===== Selected text =====
Elizabeth A. "Liz" Malia (born September 30, 1949) is an American politician from the Commonwealth of Massachusetts. A Democrat, she served in the Massachusetts House of Representatives from March 1998 to January 2023.  She represented the Eleventh Suffolk district, which includes parts of the Boston neighborhoods of Jamaica Plain, Roslindale, Roxbury and Dorchester.

In the legislature, she served as Assistant Vice-Chair of the House Committee on Ways and Means. Malia has also served on the Joint Committee on Labor and Workforce Development and the Education Joint Committee.

Malia is originally from Endicott, New York and first moved to Boston to attend college. She graduated from Boston College in 1971 with a BA in Education and English, returning in 1989 to complete the graduate certificate program at the Center for Women in Politics and Government. She worked in human services, healthcare, community organizing and labor advocacy before becoming chief of staff to state representative John E. McDonough in 1990.
===== Records supplied =====
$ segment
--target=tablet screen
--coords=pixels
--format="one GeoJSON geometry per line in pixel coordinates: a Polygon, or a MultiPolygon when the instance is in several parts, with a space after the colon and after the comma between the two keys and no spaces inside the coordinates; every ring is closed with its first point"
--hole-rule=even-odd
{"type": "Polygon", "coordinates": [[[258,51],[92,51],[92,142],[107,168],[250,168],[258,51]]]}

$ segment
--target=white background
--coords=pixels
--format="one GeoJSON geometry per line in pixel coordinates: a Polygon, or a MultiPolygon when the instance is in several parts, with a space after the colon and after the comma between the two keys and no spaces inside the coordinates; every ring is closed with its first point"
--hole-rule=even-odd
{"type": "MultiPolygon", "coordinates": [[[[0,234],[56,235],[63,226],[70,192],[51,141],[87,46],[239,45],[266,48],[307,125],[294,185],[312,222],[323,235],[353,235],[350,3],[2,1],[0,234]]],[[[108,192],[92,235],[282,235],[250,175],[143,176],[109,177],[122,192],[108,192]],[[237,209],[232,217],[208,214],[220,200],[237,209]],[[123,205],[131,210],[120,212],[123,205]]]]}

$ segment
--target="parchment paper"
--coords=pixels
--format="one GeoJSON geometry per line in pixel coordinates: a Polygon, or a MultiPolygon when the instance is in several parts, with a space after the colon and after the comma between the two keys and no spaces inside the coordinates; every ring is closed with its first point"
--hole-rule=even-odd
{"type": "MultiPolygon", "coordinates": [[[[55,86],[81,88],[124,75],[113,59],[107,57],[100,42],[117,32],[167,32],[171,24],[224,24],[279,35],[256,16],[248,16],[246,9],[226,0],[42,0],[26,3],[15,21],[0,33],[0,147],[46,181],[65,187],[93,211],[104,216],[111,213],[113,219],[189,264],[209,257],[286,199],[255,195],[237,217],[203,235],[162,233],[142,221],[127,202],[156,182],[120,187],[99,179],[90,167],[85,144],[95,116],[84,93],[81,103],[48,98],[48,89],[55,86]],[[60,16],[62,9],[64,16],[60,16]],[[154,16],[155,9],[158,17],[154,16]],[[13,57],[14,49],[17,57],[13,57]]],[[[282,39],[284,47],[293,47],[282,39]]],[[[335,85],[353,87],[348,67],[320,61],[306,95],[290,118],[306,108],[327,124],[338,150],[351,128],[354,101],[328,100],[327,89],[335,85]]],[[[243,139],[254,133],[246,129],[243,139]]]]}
=====
*Parts of the exercise*.
(a) Copy from the text on Liz Malia, beginning at the words "Malia is originally" and stopping after "McDonough in 1990.".
(b) According to the text on Liz Malia, why did she first move to Boston? Answer in one to three sentences.
(c) Continue the text on Liz Malia from its last sentence.

*Answers to the exercise*.
(a)
Malia is originally from Endicott, New York and first moved to Boston to attend college. She graduated from Boston College in 1971 with a BA in Education and English, returning in 1989 to complete the graduate certificate program at the Center for Women in Politics and Government. She worked in human services, healthcare, community organizing and labor advocacy before becoming chief of staff to state representative John E. McDonough in 1990.

(b) She first moved to Boston from Endicott, New York, to attend college. She went on to graduate from Boston College in 1971.

(c)
In late 1997, McDonough retired mid-term to take up an associate professorship at Brandeis University and Malia jumped into the race to succeed him. She won the special preliminary election easily and went on to win 67% of the special general election vote. She was re-elected in November 1998 and has won biennial re-election ever since. In October of 2021 Malia announced her decision not to run for re-election. 

Malia, a lesbian, co-founded the Bay State Gay and Lesbian Democrats in the mid-1980s. She is one of five openly LGBT members of the Massachusetts General Court, alongside Sarah Peake (D–Provincetown), Kate Hogan (D–Stow), and Denise Andrews (D–Orange), as well as Senator Stan Rosenberg (D–Amherst). In April of 2019, Malia and six other openly LGBTQ legislators were honored for their work by MassEquality and was awarded their Political Icon award for her work advancing LGBTQ rights in Massachusetts.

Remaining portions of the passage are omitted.